**RECORDED DATA**
▬▬▬▬▬▬▬▬▬▬
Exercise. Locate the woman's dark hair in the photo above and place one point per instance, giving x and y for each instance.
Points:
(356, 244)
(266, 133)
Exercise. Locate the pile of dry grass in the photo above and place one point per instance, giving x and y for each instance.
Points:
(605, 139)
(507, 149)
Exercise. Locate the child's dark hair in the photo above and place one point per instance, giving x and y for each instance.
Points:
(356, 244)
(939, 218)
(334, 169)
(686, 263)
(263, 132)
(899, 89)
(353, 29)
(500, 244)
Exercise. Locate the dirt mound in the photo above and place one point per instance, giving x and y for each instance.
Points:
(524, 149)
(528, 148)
▬▬▬▬▬▬▬▬▬▬
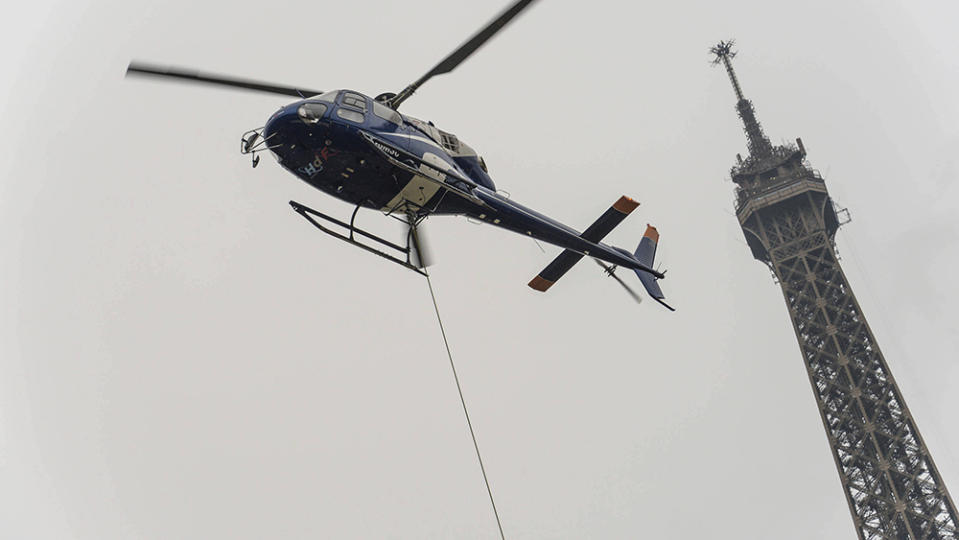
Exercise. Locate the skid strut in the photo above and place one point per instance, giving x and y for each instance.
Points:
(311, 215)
▬▬▬▬▬▬▬▬▬▬
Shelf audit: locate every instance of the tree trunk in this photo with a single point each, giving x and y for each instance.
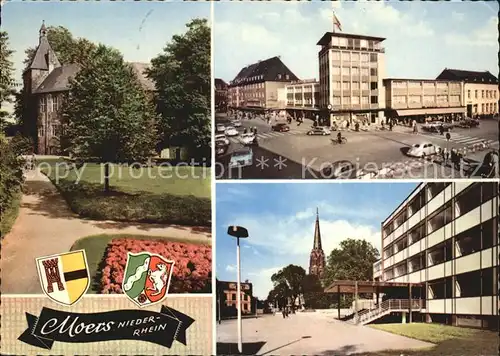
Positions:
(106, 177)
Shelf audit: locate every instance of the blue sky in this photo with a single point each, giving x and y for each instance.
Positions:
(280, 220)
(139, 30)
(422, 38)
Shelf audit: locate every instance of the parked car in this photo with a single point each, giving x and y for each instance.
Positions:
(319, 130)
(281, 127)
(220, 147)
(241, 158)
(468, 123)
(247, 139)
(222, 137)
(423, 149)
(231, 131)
▬▬▬▬▬▬▬▬▬▬
**BRIEF**
Every line in the entries above that mentions the word "place" must be shown.

**COMPLETED EXERCISE**
Exercise. Locate the woman's dark hair in the photo above and place one point per instance, giving x and y for each instance.
Exercise. Locate the pile of dry grass in the photo above and place one point per instance, giving x and y for each instance.
Exercise. Locate the child's dark hair in the photo above and place one point per instance, giving x and y for each instance.
Exercise. Locate the dirt mound in the photo above and place one point per instance, giving x and y for each instance.
Exercise. Locate the skid strut in the photo above and place one point per instance, giving x and y for each instance.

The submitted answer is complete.